Natural-language object grounding data
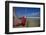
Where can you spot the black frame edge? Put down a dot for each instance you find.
(7, 17)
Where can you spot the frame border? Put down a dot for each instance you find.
(7, 17)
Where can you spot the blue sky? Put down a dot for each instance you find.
(25, 11)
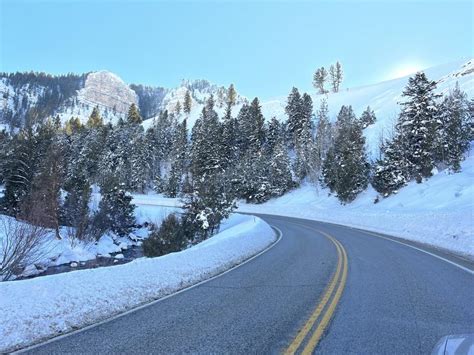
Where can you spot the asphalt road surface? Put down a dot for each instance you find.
(322, 288)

● **Brief**
Return every entry above exactly as written, with no pictures included.

● **Result of the task**
Where can you spot the black frame edge? Put down a dot for each instance you find.
(7, 17)
Where can you spot the frame border? Put down a dot for each instance you find.
(7, 17)
Where can you spot the blue sky? Put down a dot for each instance you find.
(25, 11)
Where can you spot the asphalt road surface? Put down a dot for each instance you find.
(322, 288)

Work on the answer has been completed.